WHAT IS EXPECTED
Rewrite all of the items below, replacing "massage table" with "treatment table" and leaving everything else unchanged. Omit the pictures from your version.

Image box annotation items
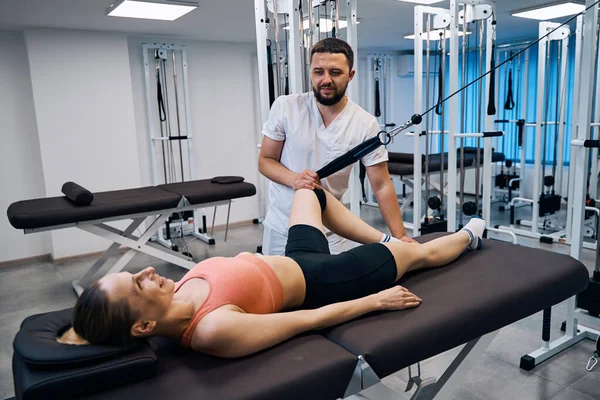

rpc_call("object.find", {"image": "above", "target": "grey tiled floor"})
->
[0,206,600,400]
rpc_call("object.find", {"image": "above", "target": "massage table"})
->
[7,177,256,294]
[13,233,589,400]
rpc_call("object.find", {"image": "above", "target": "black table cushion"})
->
[157,179,256,204]
[7,187,181,229]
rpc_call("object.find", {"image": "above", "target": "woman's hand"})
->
[374,286,423,311]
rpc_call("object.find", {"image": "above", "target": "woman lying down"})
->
[59,189,485,358]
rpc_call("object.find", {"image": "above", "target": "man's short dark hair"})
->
[310,38,354,71]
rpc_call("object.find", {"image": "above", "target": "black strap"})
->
[358,163,367,203]
[267,39,275,106]
[375,58,381,117]
[156,69,167,122]
[504,68,515,110]
[488,44,496,115]
[435,62,444,115]
[317,137,386,179]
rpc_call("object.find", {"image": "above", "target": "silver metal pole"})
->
[142,43,158,185]
[554,36,569,197]
[171,50,185,182]
[478,9,494,224]
[273,0,282,96]
[439,32,446,215]
[566,15,583,240]
[287,0,303,94]
[475,21,492,215]
[424,14,428,221]
[531,22,556,233]
[566,0,598,336]
[413,6,427,236]
[447,0,459,232]
[346,0,360,217]
[460,5,467,227]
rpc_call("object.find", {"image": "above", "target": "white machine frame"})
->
[528,0,600,372]
[142,43,224,249]
[254,0,361,217]
[494,22,570,242]
[344,331,499,400]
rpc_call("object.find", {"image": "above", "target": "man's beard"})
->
[313,85,348,106]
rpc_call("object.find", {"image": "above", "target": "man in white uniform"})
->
[258,38,412,255]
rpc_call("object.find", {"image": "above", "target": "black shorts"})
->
[285,225,397,308]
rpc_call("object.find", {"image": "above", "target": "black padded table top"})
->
[327,234,589,378]
[6,186,181,229]
[157,179,256,204]
[7,179,256,229]
[85,334,357,400]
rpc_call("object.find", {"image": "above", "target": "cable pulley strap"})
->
[358,163,367,203]
[488,44,496,115]
[317,136,384,179]
[504,68,515,110]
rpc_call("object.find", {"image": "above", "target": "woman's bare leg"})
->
[384,220,485,280]
[289,189,383,244]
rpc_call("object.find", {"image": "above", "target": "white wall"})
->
[129,37,262,224]
[0,31,50,262]
[25,29,141,258]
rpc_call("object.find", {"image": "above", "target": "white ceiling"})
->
[0,0,580,51]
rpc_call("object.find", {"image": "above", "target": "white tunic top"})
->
[262,92,388,236]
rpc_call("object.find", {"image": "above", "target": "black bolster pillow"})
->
[61,182,94,206]
[210,176,244,185]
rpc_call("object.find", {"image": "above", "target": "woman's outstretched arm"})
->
[192,286,421,358]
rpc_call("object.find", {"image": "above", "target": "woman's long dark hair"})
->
[73,281,139,345]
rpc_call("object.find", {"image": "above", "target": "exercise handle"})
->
[517,119,525,147]
[387,114,423,139]
[483,131,504,137]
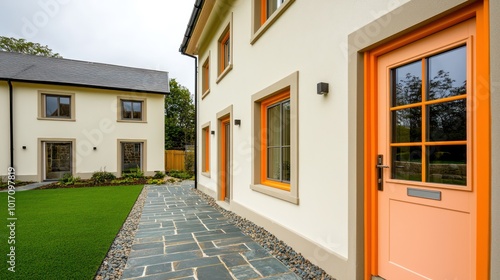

ANSWER FOR THE TASK
rpc_call("object.find", {"image": "above", "target": "grey tiled floor"})
->
[0,206,600,400]
rpc_call("object.find", {"image": "above", "target": "treatment table"})
->
[7,177,256,294]
[13,233,589,400]
rpc_call("object.find", {"image": "above", "target": "black table cushion"})
->
[157,179,256,204]
[7,187,181,229]
rpc_call("object.find", {"image": "above", "target": "woman's hand"})
->
[374,286,423,311]
rpc_call("object.find", {"image": "above", "target": "woman lying down"})
->
[59,189,485,358]
rpc_call("object.find", {"image": "above", "target": "man's short dark hair"})
->
[310,38,354,71]
rpc_call("object.find", {"image": "above", "target": "black strap"})
->
[358,163,367,203]
[267,39,275,106]
[375,58,381,117]
[156,69,167,122]
[504,68,515,110]
[488,44,496,115]
[435,62,444,115]
[317,137,386,179]
rpc_call("object.find", {"image": "above", "target": "silver metal pole"})
->
[142,43,158,185]
[554,36,569,197]
[171,50,185,182]
[478,9,494,224]
[273,0,282,96]
[439,32,446,215]
[566,15,583,240]
[287,0,303,94]
[475,21,492,215]
[424,14,428,221]
[531,22,556,233]
[566,0,598,336]
[413,6,427,236]
[447,0,459,232]
[346,0,360,217]
[460,5,467,227]
rpc_call("object.find", {"image": "above", "target": "white machine frame"})
->
[528,0,600,372]
[142,43,224,249]
[254,0,361,217]
[494,22,570,242]
[344,331,499,400]
rpc_call("object.find", {"image": "above", "target": "man's beard"})
->
[313,85,348,106]
rpc_call("object.find", {"image": "above", "target": "man in white uniform"})
->
[258,38,412,255]
rpc_call("object.find", {"image": "above", "target": "black shorts"})
->
[285,225,397,308]
rpc_call("object.find", {"image": "above", "target": "black padded table top"})
->
[327,234,589,378]
[6,186,181,229]
[157,179,256,204]
[7,179,256,229]
[85,334,357,400]
rpc_call("object.find", {"image": "above", "target": "cable pulley strap"})
->
[358,163,367,203]
[488,44,496,115]
[317,136,384,179]
[504,68,515,110]
rpc_call("object.find", {"image": "above", "target": "woman's bare leg"})
->
[384,220,485,280]
[289,189,383,244]
rpc_call("object.find", {"image": "above", "target": "white wall"})
->
[129,37,262,224]
[0,31,50,262]
[25,29,141,258]
rpc_call("object.find", {"image": "above", "target": "white ceiling"})
->
[0,0,580,51]
rpc_call("object.find", {"image": "above", "target": "white tunic top"})
->
[262,92,388,236]
rpc_call("object.find", {"image": "above", "target": "black bolster pillow"})
->
[61,182,94,206]
[210,176,244,185]
rpc_call("object.find", {"image": "above", "target": "woman's outstretched arm"})
->
[192,286,421,358]
rpc_call("object.find", {"image": "above", "target": "woman's long dark hair"})
->
[73,281,139,345]
rpc_call("object.find", {"image": "above", "target": "exercise handle"})
->
[517,119,525,147]
[387,114,423,139]
[483,131,504,137]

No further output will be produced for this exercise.